'''

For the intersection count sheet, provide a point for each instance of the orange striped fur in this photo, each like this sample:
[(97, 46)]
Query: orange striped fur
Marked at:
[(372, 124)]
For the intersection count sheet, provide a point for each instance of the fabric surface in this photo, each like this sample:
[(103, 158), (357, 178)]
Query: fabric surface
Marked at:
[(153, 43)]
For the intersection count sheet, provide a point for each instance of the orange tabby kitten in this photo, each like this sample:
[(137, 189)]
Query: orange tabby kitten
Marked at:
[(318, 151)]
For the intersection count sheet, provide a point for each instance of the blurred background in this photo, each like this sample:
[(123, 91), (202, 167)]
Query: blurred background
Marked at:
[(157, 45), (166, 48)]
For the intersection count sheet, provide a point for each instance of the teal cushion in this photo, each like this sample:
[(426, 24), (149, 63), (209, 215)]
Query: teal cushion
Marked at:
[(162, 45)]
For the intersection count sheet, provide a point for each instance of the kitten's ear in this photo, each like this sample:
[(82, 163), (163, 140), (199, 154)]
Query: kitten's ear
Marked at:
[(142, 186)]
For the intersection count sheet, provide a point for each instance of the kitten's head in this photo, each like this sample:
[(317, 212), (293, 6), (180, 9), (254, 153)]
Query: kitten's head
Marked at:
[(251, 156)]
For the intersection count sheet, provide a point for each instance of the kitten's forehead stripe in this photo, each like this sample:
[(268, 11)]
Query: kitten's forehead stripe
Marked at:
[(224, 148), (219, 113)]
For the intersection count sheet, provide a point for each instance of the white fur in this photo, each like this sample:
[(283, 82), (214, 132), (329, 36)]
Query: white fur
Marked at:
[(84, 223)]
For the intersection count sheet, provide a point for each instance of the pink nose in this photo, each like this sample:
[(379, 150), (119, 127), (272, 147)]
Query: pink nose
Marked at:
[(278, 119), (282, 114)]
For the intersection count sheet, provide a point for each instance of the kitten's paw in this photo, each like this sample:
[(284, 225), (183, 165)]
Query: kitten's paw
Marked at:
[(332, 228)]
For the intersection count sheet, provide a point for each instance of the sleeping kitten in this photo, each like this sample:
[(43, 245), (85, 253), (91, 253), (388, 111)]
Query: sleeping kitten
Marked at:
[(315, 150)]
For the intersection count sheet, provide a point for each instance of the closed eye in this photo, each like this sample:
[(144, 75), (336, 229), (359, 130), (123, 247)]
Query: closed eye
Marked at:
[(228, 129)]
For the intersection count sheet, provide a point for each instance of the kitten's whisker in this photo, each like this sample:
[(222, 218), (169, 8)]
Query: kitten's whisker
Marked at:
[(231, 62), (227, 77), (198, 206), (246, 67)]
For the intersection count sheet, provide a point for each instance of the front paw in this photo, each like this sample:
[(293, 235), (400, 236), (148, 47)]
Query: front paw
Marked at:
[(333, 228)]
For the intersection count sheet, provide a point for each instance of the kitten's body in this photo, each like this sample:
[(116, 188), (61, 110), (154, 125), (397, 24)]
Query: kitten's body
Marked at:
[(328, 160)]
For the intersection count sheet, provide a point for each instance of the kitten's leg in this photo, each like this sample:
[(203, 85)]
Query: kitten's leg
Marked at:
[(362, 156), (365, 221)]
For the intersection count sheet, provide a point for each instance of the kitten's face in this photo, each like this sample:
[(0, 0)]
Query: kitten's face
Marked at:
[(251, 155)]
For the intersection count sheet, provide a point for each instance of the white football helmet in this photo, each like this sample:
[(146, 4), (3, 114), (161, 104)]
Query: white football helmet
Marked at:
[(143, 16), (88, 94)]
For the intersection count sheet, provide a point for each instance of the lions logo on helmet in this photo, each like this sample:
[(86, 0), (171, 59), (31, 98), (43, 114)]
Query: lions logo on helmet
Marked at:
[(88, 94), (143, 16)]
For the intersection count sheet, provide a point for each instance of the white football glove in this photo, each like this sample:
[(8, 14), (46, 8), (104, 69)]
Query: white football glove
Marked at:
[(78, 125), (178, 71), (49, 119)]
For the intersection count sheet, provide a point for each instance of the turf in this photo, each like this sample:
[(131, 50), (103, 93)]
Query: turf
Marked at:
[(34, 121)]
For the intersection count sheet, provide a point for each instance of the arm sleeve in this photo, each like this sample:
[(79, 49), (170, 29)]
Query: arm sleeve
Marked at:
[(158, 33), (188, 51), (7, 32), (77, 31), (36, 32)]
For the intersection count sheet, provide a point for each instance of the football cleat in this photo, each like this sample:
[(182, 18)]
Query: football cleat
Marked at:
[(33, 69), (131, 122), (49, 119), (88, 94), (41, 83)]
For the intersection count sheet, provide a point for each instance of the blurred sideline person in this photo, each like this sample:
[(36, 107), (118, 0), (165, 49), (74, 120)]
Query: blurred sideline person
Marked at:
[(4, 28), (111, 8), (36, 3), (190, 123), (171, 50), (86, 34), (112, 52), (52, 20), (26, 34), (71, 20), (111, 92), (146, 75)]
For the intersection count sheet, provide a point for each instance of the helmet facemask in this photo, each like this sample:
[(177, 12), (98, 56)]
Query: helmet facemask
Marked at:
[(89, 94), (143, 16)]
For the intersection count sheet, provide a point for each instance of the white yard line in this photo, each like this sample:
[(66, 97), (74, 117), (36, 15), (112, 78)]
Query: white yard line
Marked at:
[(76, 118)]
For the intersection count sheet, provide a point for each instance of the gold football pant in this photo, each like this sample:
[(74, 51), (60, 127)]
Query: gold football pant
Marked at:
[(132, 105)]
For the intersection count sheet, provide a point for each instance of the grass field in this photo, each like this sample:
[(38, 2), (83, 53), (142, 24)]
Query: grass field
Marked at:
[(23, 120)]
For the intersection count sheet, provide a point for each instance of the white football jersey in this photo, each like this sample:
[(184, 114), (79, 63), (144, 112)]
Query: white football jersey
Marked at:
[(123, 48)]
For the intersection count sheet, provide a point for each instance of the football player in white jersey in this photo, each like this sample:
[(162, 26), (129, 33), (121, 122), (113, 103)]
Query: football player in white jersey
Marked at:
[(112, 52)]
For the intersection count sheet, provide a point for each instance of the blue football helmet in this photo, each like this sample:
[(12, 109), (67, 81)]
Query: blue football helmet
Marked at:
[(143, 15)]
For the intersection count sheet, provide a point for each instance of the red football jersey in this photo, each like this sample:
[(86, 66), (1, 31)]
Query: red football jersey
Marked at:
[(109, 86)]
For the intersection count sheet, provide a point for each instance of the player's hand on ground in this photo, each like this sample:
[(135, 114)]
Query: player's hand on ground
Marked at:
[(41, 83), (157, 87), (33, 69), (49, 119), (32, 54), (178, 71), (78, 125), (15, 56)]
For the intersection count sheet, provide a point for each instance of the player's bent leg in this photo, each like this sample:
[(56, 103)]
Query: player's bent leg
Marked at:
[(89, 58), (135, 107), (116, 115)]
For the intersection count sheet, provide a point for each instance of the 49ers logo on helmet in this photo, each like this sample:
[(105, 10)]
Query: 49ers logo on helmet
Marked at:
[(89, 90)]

'''

[Work task]
Will you return exactly the lines above from the one with "[(12, 109), (67, 81)]" down to the one with "the player's bent", counting both as part of the range?

[Expected answer]
[(12, 109), (67, 81)]
Query: blue football helmet
Marked at:
[(143, 15)]
For the intersection count sheet, provide a point for each instance of the red football jersey in this photo, each like this sample:
[(86, 66), (1, 31)]
Query: red football jersey
Marked at:
[(109, 86)]
For the intersection count sheet, provide a point for each instance of the player's hand on ground in this photo, each like this sample:
[(135, 114)]
Query: player's hand on ground
Marked at:
[(41, 83), (157, 87), (33, 69), (49, 119), (32, 54), (178, 71), (78, 125), (15, 56)]
For the intersection count sheet, provide a point for each instance of the player's bent leg in this photo, each like this sample:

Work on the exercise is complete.